Dataset items
▽
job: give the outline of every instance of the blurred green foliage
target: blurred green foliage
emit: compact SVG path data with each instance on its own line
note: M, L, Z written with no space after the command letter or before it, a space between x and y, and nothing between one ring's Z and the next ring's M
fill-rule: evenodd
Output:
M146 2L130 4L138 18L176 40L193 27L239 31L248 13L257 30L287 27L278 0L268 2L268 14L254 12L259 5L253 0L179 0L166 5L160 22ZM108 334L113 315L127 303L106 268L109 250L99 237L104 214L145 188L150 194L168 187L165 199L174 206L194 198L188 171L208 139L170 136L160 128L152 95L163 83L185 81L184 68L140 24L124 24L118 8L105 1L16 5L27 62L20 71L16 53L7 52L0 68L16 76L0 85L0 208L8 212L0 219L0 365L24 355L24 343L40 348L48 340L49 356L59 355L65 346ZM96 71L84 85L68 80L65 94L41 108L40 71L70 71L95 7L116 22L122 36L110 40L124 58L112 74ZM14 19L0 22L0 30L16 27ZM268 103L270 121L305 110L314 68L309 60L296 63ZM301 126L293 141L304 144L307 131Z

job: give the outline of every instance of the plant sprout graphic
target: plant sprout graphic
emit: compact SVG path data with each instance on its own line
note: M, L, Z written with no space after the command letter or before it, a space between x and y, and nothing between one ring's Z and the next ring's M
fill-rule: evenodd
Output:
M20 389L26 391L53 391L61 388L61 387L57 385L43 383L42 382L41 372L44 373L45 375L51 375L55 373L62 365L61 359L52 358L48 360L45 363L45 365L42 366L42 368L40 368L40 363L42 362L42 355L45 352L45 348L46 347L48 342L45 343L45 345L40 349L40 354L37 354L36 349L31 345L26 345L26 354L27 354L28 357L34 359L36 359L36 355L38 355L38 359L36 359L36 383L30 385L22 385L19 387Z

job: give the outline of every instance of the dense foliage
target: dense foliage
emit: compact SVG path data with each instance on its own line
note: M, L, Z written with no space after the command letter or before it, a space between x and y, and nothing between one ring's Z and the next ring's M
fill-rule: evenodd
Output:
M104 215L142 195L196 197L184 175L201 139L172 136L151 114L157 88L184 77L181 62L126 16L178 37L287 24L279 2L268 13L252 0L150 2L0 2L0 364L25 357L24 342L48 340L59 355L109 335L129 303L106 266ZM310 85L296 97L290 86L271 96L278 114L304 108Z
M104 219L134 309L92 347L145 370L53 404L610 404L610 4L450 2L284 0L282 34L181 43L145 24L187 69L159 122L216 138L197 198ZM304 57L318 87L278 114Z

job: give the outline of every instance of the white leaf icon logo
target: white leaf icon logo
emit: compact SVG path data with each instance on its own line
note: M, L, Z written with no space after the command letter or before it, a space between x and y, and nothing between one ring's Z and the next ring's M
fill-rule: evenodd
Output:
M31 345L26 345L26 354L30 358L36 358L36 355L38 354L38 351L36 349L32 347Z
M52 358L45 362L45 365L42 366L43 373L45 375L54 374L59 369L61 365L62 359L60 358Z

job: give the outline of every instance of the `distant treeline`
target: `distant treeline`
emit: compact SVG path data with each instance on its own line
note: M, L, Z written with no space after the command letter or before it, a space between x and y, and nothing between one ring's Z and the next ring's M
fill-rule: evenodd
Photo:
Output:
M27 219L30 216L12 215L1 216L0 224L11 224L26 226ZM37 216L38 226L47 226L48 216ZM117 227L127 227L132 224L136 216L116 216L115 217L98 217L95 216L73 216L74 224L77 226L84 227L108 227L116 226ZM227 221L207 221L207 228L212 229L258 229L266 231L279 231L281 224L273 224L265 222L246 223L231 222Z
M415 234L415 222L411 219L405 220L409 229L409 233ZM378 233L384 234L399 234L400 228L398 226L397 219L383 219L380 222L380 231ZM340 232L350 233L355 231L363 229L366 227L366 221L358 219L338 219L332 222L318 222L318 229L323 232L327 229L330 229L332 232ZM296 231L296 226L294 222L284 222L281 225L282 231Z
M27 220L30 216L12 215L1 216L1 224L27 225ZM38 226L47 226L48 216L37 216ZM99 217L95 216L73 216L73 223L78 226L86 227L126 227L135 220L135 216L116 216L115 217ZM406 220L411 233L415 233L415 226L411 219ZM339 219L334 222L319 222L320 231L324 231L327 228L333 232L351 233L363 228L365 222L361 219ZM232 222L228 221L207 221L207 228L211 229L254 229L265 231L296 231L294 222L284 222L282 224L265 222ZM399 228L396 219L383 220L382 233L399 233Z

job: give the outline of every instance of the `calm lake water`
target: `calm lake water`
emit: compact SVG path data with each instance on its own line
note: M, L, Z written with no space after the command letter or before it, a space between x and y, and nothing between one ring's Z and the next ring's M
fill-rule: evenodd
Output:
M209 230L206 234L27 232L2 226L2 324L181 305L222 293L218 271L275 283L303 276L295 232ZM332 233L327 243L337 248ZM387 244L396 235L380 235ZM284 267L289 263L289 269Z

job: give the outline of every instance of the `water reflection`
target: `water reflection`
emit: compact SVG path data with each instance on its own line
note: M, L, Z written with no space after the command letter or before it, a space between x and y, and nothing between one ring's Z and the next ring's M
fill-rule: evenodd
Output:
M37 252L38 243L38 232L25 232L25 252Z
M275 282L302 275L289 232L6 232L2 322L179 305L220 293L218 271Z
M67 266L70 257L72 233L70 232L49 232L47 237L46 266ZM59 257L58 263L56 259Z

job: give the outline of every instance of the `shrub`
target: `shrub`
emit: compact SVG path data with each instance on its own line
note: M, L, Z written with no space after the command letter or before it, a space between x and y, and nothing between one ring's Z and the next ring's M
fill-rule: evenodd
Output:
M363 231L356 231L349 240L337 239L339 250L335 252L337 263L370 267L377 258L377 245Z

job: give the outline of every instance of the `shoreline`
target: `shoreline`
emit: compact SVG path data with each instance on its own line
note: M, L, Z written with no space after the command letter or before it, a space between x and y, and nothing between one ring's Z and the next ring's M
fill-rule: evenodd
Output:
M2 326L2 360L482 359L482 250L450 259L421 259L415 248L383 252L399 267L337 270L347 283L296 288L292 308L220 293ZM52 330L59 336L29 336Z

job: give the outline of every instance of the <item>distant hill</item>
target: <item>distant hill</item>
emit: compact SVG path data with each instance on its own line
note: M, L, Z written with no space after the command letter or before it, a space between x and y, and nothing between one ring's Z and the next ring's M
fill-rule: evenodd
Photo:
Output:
△
▽
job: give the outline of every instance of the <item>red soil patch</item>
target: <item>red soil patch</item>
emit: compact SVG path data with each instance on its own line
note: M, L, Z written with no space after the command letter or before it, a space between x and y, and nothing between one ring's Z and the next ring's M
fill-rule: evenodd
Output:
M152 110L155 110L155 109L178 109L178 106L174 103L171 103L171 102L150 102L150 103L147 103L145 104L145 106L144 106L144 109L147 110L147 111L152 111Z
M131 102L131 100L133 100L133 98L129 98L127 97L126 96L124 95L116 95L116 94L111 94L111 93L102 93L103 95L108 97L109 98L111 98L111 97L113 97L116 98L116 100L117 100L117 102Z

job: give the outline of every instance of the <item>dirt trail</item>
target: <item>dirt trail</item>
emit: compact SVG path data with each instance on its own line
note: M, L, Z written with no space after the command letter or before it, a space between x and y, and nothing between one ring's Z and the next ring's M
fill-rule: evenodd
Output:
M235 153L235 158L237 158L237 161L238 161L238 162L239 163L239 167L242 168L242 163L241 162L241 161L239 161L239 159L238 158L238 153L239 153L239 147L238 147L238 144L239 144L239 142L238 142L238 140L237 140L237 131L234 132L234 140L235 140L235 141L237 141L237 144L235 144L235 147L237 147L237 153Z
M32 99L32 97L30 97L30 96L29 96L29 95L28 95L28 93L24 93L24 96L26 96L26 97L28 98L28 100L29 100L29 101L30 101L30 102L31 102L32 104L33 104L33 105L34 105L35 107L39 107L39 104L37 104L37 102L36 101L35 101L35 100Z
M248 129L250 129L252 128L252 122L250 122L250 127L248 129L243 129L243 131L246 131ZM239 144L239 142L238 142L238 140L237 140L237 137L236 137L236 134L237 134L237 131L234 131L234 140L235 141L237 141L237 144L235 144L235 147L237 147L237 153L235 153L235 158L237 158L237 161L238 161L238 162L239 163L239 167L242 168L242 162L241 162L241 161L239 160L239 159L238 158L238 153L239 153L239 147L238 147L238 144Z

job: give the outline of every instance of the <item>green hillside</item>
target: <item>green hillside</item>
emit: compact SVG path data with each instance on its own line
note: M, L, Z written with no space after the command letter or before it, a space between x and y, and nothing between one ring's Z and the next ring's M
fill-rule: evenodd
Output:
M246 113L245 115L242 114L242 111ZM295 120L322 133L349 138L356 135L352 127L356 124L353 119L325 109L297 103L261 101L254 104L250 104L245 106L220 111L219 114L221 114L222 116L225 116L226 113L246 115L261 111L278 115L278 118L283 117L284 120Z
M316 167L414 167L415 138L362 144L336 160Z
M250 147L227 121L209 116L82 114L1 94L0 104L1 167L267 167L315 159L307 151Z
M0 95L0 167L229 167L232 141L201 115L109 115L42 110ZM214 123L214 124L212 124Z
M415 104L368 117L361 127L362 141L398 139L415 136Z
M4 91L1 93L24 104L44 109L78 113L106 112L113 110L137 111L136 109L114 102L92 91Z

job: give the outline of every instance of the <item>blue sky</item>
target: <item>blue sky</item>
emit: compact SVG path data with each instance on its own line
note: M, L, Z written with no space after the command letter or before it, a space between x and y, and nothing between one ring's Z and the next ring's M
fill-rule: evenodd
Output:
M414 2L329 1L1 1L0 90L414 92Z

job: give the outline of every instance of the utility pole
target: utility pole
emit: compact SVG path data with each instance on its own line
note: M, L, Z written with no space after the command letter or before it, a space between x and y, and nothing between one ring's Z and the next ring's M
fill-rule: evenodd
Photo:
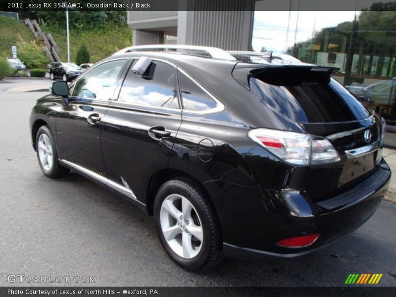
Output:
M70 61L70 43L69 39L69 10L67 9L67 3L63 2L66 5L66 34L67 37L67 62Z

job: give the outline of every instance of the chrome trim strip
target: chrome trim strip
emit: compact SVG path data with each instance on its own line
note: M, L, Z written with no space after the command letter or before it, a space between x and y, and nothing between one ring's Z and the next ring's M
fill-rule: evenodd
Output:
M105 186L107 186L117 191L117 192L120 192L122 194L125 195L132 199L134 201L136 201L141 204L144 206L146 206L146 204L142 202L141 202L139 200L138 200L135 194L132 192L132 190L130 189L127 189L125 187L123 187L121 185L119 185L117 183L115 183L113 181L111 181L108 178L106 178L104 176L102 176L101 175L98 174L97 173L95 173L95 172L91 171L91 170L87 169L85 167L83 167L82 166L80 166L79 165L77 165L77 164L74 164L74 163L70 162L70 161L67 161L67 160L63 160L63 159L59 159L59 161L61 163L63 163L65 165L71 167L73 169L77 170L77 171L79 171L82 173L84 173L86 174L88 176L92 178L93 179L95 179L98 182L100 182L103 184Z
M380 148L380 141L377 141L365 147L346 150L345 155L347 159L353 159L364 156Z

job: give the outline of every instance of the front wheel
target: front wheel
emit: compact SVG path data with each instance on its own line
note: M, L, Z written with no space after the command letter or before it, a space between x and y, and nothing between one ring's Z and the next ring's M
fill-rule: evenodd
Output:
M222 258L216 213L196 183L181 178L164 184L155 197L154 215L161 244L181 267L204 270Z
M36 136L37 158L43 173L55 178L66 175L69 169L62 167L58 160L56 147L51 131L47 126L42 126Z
△
■ **TASK DESCRIPTION**:
Format everything from the line containing "job: give the outline of every instance of the <item>dirt" down to the line containing "M235 153L235 158L237", both included, as a numbered list with one line per entry and no blank lines.

■ **ANSWER BELOW**:
1. job: give the outline of every instance of the <item>dirt trail</item>
2. target: <item>dirt trail</item>
3. emit: compact SVG path data with each instance on its own line
4. note: M, L, Z written with no space after the command letter or before it, a space between x and y, and nothing between one ring's Z and the next ring's M
5. fill-rule: evenodd
6. Output:
7. M235 153L235 158L237 158L237 161L238 161L238 162L239 163L239 167L242 168L242 163L241 162L241 161L239 161L239 159L238 158L238 153L239 153L239 147L238 147L238 144L239 144L239 142L238 142L238 140L237 140L237 131L234 132L234 140L235 140L235 141L237 141L237 144L235 144L235 147L237 147L237 153Z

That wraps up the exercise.